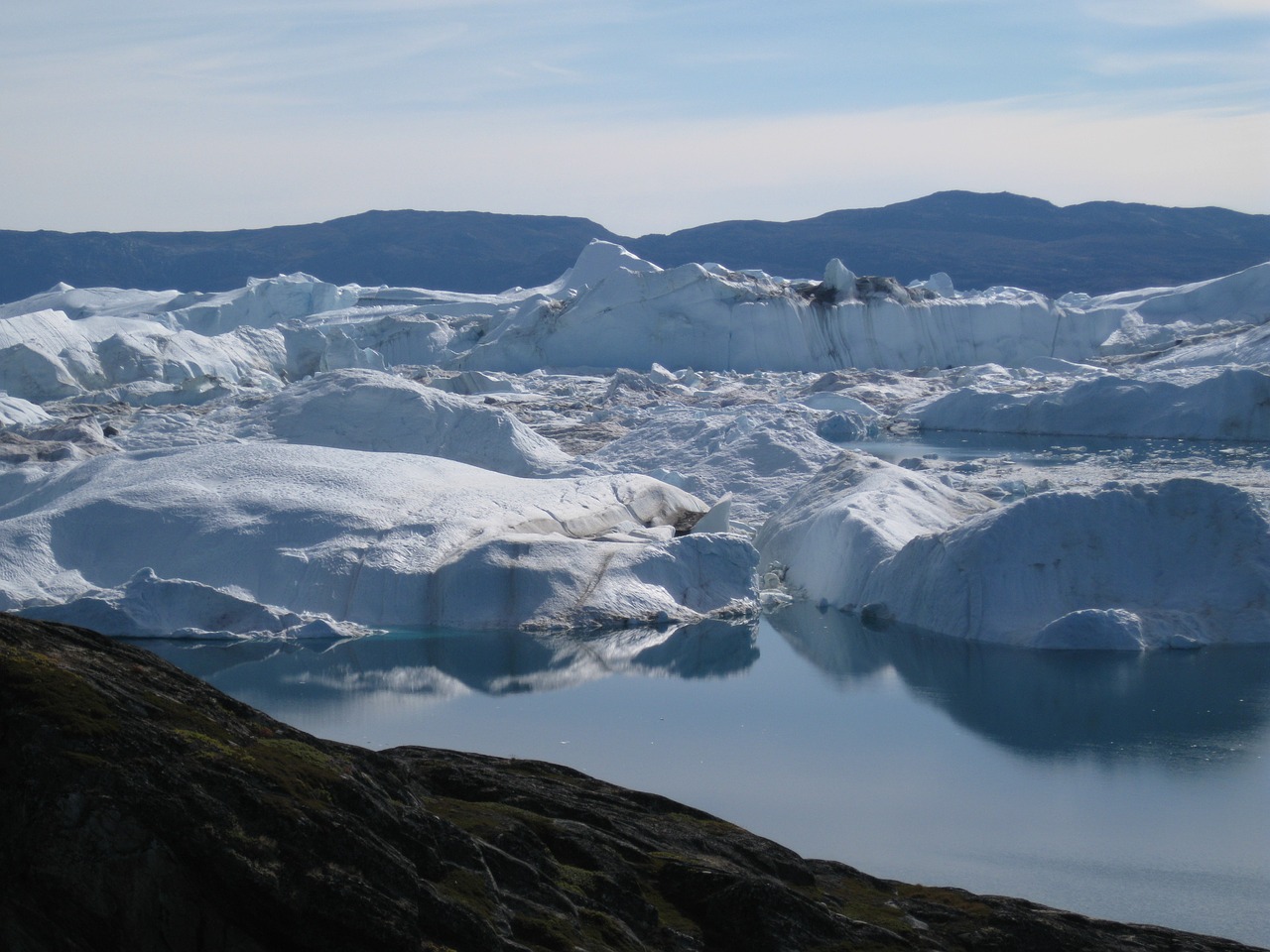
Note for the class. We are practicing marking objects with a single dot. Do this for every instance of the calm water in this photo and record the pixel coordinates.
(1134, 787)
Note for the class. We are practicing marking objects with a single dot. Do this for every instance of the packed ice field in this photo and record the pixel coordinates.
(630, 445)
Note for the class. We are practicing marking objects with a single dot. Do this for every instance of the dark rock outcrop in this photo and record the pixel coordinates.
(140, 809)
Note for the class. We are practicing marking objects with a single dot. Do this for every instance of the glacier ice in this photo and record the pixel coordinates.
(299, 457)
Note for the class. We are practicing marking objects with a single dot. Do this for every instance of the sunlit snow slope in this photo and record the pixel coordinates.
(296, 457)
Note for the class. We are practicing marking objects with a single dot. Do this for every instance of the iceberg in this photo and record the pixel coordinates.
(296, 456)
(1176, 563)
(379, 539)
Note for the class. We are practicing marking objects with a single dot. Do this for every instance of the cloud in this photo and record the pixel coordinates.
(1171, 13)
(638, 177)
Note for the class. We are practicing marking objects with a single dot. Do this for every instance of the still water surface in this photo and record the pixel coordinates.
(1134, 787)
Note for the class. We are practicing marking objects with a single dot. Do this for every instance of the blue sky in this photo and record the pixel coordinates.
(643, 116)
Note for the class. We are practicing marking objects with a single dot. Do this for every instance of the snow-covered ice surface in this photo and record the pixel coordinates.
(302, 458)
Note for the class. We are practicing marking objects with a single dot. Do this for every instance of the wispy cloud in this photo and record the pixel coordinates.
(1171, 13)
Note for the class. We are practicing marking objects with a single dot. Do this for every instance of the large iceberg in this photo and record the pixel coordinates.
(299, 457)
(1178, 563)
(373, 538)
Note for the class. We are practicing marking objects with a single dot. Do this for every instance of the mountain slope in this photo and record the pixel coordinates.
(978, 239)
(982, 240)
(452, 250)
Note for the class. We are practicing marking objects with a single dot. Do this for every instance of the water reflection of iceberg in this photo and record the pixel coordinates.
(448, 664)
(1170, 706)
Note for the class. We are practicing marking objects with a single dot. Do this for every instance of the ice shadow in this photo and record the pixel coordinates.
(1176, 707)
(445, 664)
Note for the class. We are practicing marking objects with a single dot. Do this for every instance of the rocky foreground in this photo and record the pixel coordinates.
(140, 809)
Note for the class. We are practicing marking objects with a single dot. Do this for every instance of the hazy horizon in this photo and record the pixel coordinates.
(647, 117)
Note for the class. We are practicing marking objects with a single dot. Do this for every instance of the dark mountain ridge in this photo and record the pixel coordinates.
(978, 239)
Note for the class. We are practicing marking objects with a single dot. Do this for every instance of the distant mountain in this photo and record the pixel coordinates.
(989, 239)
(449, 250)
(978, 239)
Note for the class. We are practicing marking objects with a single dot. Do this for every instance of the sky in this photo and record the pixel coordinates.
(645, 116)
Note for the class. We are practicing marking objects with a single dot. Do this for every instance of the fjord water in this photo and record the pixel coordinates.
(1128, 785)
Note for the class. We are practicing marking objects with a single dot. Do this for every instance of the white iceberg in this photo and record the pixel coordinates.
(375, 538)
(1183, 562)
(382, 413)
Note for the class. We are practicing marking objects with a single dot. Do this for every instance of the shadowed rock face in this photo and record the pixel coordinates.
(141, 809)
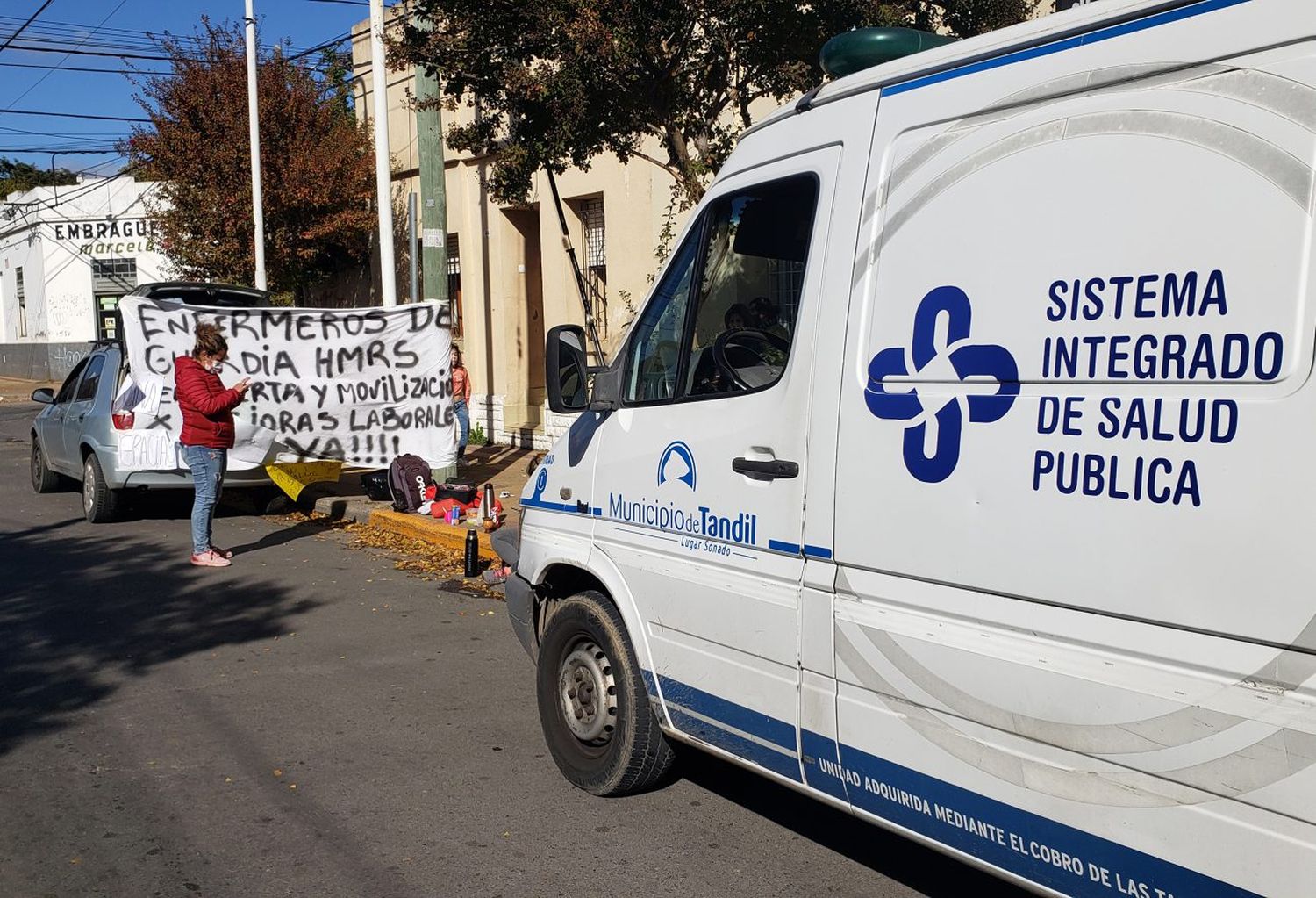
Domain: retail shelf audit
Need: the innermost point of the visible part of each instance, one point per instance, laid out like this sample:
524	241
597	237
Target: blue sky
89	25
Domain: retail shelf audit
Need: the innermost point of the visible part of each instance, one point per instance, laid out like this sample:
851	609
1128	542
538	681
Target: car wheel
42	478
99	500
594	706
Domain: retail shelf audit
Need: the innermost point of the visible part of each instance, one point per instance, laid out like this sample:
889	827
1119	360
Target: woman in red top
461	403
207	432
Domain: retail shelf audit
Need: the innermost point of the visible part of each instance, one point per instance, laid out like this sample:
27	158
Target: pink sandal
211	558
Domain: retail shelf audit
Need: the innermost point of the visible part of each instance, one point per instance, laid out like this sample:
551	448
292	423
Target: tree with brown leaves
558	82
316	163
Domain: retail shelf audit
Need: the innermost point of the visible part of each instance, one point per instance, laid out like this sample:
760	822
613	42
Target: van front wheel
592	700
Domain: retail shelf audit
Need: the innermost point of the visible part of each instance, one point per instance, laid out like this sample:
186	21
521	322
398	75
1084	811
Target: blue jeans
208	473
463	423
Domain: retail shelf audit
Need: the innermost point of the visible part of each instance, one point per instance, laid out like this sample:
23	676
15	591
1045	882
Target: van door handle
765	471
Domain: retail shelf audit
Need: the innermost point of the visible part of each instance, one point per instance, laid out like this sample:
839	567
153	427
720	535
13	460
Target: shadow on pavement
78	615
894	856
297	531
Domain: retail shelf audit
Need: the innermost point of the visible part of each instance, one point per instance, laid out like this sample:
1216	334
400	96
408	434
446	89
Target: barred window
454	282
113	276
23	303
597	260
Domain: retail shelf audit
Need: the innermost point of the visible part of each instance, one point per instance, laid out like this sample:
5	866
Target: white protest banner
358	384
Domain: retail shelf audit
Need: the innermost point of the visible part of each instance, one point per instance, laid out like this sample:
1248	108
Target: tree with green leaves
558	82
18	176
316	163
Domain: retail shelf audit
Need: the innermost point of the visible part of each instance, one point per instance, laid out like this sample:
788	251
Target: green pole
433	202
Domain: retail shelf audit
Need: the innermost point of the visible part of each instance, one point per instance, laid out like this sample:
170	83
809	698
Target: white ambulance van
955	469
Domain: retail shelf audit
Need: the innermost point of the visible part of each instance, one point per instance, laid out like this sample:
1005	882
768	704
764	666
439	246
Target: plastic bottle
473	555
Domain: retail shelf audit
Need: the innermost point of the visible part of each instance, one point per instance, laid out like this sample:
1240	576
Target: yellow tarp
295	477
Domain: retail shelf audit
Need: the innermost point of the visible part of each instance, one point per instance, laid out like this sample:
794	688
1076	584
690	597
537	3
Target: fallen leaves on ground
416	557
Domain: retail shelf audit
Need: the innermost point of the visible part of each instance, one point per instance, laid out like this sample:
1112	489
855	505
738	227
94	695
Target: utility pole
433	216
254	133
413	297
383	181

- Prompt
Print the data exactly as written, dropping any images it holds.

- Task response
Note for the class. We are practicing marking objects with a single dot. Do this for every instance of the calm water in this photo and record the pixel coordinates.
(1134, 787)
Note for the class. We are practicing marking objects with a single dot. Do this for every instance of the packed ice field in this photo and record the pixel coordinates.
(630, 445)
Note for the class. We are practicing marking objects with a single dot. Do this for every instance of the dark rock outcrop in this photo and record the pixel coordinates.
(140, 809)
Note for the class. We are practicing marking objects with a single dot. Do this for every instance of the glacier ice in this photo and record the pixel coordinates.
(299, 457)
Note for the class. We are practicing marking objects with a single dot. Do this for every instance of the sunlit snow slope in this photo and record the pixel coordinates.
(296, 457)
Note for the class. We are practicing marking objects with a single dot. Do this for every instance of the iceberg in this photo and record the pixel coordinates.
(296, 456)
(1176, 563)
(379, 539)
Note for the class. We are practicing marking objects with a single dot. Do this for every instance of the cloud in this photo and record the pixel coordinates.
(1171, 13)
(638, 177)
Note for the class. We are practicing marking objects with a single dot. Do this for every instance of the still water surface in this photo and record the pixel coordinates.
(1134, 787)
Note for the class. We are practicing marking objects with a single dot. Do this for every instance of the blue sky in this photo and record the pixel coordinates.
(643, 116)
Note for the class. We are practicing marking objects with a single dot. Do this for every instance of the snow-covered ice surface in this photo and record the pixel coordinates.
(302, 458)
Note for the class. We are practicing marking objects with a single dot. Do this for every instance of the wispy cloud in this photo and record the pixel coordinates.
(1171, 13)
Note for the class. We are practicing marking objects with a single dot. Do this for every instance of the large iceberg in this photo and record the pixel coordinates.
(299, 457)
(1178, 563)
(373, 538)
Note for the class. We are practicing marking objects with a single dot. Do this for every instance of the mountain slope in this photo and record the pixel coordinates.
(978, 239)
(982, 240)
(452, 250)
Note for the class. We are practicing marking objects with a single dot. Do this for every instance of the water reflection of iceberg in this photo and record the pixel coordinates.
(448, 664)
(1170, 706)
Note for the class. We are practicing marking objects with a single dot. Do this for every instance of the ice shadow in this photo and record the pixel coordinates.
(1176, 707)
(445, 664)
Note for the class. We are practicing marking objects with a single dot. Do this for every instance of the rocky foreground in this photo and record the pixel coordinates.
(140, 809)
Note for the class. We are practicing marking objects with a single dot. Do this for every instance of the hazy horizon in this photo and record the pixel coordinates.
(647, 117)
Note for the class. We are practicing marking objects with a single dot. Do this for every instance of the dark mountain ridge in this photo and record the pixel coordinates.
(978, 239)
Note for the class. We are practicing marking objects with a single dot. Do this for every instance of the distant mountain in this photo and record the pixel coordinates.
(989, 239)
(449, 250)
(978, 239)
Note for the class. We are practicing marking objects with a single dot. Do this for every instance of the sky in this photo and record the pixel coordinates.
(645, 116)
Note for the class. We are practicing marking objects with a single dot. Do this for every instance of the fjord water in this photo and record the pixel coordinates.
(1128, 785)
Note for the class. We are practicing marking objects with a single dot. Do this for every instance of the white iceberg in this photo and record the pixel coordinates.
(375, 538)
(1183, 562)
(382, 413)
Note for the class. We are practicing marking objects with a single dot. Do this for every instance of the shadowed rock face in this photo and record the pixel coordinates.
(141, 809)
Domain: retail shelf audit
Need: the innermost point of the visible part of each instance, one point per instance, laid out like this sample:
524	241
597	237
Target: blue sky
89	25
Domain: retail shelf audit
Need: the innermost point of the visible part of each instance, one point per instance, laid out like this sample:
851	609
1128	542
538	681
Target: car wheel
42	478
99	500
594	706
Domain: retail shelf audit
Need: the innermost point of the visible part of each instance, one point per instance, laid out like this sample:
889	827
1119	360
Target: woman in red top
461	403
207	432
Domain: retail shelf audit
Need: the innermost point of the visible part of each instance, one point per instance, laid out like this sample:
27	158
Target: pink sandal
211	558
Domain: retail shelf audit
Need: the innermost point of the visible part of each instance, one point per instance, laid out like this sample:
551	448
292	423
Target: tree with brown leaves
558	82
316	163
Domain: retail shelf audit
Need: the innermost point of the visible part of each instance, one point per instance, laid out like this sample:
760	822
613	42
Target: van front wheel
592	700
Domain: retail shelf audit
Need: the innermost point of the visible part of each instance, one point per instance, laid out like this sample:
186	21
521	322
398	75
1084	811
Target: blue jeans
208	473
463	423
Domain: retail shelf audit
Need: the innermost point of the visible part of each instance, one point per instance, laid out like this sample:
23	676
15	591
1045	882
Target: van door handle
765	471
Domain: retail shelf audit
Need: the innermost point of the visible part of each instance, one point per instance, laid out like this sample:
839	567
153	427
720	535
13	460
Target: shadow on pavement
78	615
894	856
297	531
Domain: retail shelf audit
Need: the innermost point of the visible part of each instance, one point per instance, laid out like this sample:
1216	334
400	96
408	434
446	89
Target: barred window
454	282
113	276
23	303
597	260
Domain: retail shelf audit
Need: the innermost point of the visible part of each instance, one point per instance, laid out like this sample:
5	866
Target: white protest banner
358	384
Domain: retail shelf audit
Need: the innermost point of the visible part of each instance, one point per instance, laid out like this sample:
1248	108
Target: tree with green leaves
558	82
18	176
316	163
Domain: retail shelf audit
Need: the innermost point of the visible part of each instance, one point per instance, laid out like this sample:
788	251
Target: green pole
433	202
Domain: retail shelf audit
Need: the innermost point of the visible part of each instance, one point per instance, laid out like this sample:
170	83
809	698
Target: white ambulance van
955	469
Domain: retail shelf audit
Need: the innermost point of the visible part of each instance, one point per instance, laid out like this sample:
1005	882
768	704
764	666
439	246
Target: plastic bottle
473	555
Domain: retail shelf audit
Need: the innermost point of the visible part of each instance, one point per instance, laid out like this sample:
1240	576
Target: yellow tarp
295	477
Domain: retail shelf audit
Need: the innermost point of the visible part of each instance, one point per instance, laid out like this sample:
794	688
1076	584
690	597
537	3
Target: fallen leaves on ground
416	557
Domain: retail shelf audit
Need: the innermost point of the visible part of each instance, one point per instance, laid out like this sample:
1112	489
855	505
738	227
94	695
Target: utility pole
433	216
254	133
413	297
383	181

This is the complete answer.